Directions for this task:
Locate each line of the records below that contains the word "leather" and copy those lines.

==========

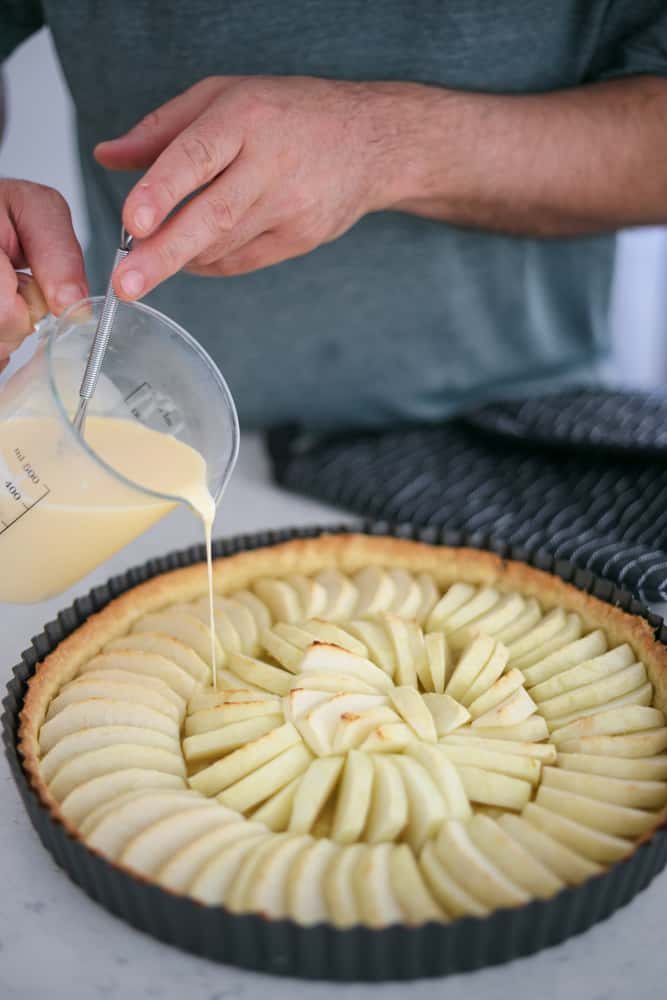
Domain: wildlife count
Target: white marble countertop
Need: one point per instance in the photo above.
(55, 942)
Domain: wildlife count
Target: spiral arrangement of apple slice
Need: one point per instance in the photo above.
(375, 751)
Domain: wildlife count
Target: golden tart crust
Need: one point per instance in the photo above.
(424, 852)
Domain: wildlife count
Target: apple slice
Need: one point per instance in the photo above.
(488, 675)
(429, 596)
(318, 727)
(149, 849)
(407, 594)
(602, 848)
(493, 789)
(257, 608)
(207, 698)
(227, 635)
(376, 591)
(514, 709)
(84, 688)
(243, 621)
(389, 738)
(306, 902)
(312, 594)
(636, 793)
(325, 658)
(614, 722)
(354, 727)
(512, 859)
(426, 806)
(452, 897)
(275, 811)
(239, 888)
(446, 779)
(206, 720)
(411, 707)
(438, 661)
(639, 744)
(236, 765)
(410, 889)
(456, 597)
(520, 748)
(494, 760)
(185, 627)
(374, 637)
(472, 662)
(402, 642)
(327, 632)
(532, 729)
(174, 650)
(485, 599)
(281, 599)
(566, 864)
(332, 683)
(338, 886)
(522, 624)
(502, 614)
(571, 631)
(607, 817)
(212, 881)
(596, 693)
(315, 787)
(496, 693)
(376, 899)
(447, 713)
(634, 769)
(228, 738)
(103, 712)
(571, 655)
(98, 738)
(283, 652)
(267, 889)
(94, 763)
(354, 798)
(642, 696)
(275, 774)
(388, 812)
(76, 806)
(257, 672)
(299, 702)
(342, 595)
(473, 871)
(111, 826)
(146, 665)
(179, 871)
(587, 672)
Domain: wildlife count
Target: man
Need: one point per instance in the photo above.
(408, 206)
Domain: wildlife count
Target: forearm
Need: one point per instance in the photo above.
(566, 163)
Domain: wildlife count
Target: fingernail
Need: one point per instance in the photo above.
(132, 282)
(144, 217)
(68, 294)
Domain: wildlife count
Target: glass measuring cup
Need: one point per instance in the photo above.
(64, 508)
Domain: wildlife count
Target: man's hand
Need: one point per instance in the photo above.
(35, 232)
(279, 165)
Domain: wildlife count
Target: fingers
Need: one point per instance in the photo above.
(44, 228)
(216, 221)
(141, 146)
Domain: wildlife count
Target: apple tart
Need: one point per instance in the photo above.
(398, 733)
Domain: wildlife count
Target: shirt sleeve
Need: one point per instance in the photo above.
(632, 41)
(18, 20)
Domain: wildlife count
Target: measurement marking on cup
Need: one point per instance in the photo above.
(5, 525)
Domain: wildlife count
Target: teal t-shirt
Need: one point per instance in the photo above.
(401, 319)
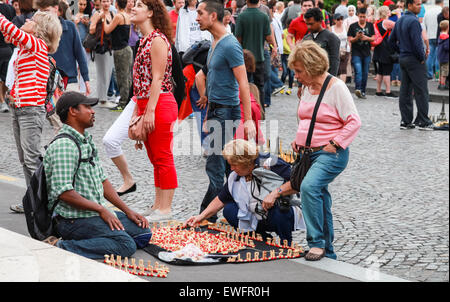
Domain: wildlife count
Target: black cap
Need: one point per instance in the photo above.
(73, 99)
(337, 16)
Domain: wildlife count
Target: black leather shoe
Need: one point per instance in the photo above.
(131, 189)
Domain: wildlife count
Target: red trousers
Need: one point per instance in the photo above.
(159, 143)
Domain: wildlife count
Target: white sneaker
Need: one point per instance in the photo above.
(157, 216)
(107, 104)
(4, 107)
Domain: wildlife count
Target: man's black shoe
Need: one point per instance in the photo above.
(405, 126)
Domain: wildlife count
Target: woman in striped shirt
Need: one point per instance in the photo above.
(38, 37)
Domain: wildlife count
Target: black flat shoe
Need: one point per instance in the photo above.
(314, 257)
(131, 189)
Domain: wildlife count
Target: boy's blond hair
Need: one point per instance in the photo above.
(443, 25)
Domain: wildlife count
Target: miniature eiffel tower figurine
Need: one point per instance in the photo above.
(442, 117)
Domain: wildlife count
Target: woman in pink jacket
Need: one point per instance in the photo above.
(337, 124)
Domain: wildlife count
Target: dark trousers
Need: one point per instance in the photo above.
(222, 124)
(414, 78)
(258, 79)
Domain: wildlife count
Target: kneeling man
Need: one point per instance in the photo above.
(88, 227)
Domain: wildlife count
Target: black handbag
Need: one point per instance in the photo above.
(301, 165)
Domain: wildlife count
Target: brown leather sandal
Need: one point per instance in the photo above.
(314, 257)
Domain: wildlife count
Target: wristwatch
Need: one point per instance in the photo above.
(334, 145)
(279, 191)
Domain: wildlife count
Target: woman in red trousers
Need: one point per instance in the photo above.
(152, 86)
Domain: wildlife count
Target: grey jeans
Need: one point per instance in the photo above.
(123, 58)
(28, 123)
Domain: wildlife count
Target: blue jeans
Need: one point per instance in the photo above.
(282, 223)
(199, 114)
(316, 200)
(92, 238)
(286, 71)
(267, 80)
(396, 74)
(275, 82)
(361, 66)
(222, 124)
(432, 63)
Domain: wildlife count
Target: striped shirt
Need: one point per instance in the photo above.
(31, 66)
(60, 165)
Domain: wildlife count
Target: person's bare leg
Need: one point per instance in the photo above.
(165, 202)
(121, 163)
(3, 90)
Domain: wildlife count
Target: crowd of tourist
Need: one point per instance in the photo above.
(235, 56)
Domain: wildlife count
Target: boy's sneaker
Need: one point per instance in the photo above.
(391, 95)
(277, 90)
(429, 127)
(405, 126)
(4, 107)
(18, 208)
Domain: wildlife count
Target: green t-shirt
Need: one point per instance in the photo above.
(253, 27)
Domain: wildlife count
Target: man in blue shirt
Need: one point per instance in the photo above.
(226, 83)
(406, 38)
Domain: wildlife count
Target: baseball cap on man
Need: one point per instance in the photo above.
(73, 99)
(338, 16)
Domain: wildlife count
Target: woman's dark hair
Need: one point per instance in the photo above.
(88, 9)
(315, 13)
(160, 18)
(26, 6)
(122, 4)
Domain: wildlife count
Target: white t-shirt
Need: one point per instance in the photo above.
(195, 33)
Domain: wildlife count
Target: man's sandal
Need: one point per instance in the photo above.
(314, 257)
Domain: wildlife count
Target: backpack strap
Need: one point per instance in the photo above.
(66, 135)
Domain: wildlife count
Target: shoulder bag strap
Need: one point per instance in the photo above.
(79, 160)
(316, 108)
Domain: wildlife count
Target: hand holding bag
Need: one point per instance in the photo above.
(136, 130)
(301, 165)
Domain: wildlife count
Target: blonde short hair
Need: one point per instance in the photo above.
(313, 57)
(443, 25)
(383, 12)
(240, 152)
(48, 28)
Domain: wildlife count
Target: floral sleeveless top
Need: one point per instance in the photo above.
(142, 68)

==========

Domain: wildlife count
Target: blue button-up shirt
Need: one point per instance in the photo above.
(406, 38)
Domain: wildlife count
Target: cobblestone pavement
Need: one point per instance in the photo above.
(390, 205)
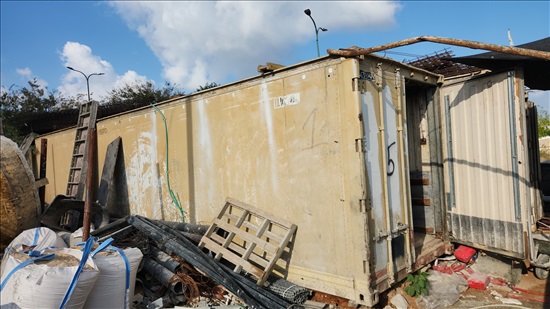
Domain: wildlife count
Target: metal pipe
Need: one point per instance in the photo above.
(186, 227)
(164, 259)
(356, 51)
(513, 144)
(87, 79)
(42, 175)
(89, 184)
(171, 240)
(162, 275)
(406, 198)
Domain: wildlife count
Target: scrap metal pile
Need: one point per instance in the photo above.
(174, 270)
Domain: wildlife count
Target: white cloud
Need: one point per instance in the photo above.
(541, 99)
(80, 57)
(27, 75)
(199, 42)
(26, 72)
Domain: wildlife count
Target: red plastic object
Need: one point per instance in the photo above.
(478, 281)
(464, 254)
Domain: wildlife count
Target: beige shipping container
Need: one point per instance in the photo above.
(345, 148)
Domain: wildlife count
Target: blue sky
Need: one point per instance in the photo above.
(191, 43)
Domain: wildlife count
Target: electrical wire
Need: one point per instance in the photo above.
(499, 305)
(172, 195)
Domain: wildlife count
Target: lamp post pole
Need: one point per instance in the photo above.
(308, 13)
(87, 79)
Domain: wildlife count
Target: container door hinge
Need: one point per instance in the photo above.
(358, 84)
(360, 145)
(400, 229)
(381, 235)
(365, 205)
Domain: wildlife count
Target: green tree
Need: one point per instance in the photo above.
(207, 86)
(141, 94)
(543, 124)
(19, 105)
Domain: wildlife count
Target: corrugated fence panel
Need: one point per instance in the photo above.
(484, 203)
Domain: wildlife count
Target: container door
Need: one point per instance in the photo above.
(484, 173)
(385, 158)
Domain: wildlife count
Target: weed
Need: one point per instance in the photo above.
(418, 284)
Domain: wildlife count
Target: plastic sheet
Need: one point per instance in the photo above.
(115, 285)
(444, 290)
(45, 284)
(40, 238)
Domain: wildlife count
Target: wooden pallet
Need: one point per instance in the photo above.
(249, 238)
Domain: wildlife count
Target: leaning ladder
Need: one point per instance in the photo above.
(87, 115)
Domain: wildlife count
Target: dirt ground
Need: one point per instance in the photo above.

==========

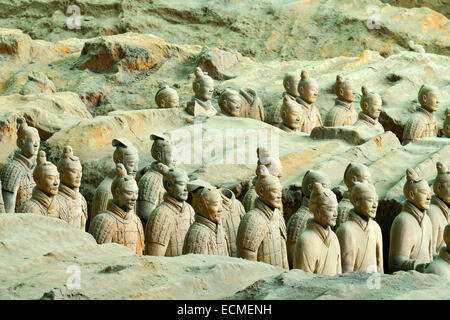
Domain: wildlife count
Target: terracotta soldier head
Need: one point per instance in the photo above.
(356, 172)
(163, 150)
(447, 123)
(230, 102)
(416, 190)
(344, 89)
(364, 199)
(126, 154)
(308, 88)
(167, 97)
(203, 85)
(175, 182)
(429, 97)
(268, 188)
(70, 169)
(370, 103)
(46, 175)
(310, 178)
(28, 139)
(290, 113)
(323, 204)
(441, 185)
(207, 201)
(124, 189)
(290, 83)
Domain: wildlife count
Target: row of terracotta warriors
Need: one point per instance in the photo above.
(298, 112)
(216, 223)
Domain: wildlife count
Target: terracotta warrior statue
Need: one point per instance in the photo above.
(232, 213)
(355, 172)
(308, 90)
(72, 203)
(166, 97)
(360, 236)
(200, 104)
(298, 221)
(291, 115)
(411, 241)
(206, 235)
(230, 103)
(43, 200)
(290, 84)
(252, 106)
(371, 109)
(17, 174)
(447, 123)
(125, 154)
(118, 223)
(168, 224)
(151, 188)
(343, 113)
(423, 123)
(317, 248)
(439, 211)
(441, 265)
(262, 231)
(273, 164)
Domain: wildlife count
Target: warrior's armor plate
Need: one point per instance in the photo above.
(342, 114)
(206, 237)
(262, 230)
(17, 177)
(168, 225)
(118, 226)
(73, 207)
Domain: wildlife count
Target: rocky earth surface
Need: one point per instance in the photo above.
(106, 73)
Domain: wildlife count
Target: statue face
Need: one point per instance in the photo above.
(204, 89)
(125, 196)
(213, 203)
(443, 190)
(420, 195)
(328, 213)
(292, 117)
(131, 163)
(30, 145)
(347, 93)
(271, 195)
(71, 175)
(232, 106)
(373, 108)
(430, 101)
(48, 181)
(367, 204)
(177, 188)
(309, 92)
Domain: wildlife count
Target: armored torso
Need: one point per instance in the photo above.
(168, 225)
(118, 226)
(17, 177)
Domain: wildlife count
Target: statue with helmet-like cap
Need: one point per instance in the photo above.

==========

Answer to this task:
Target: black leather shoe
Target: brown leather sandal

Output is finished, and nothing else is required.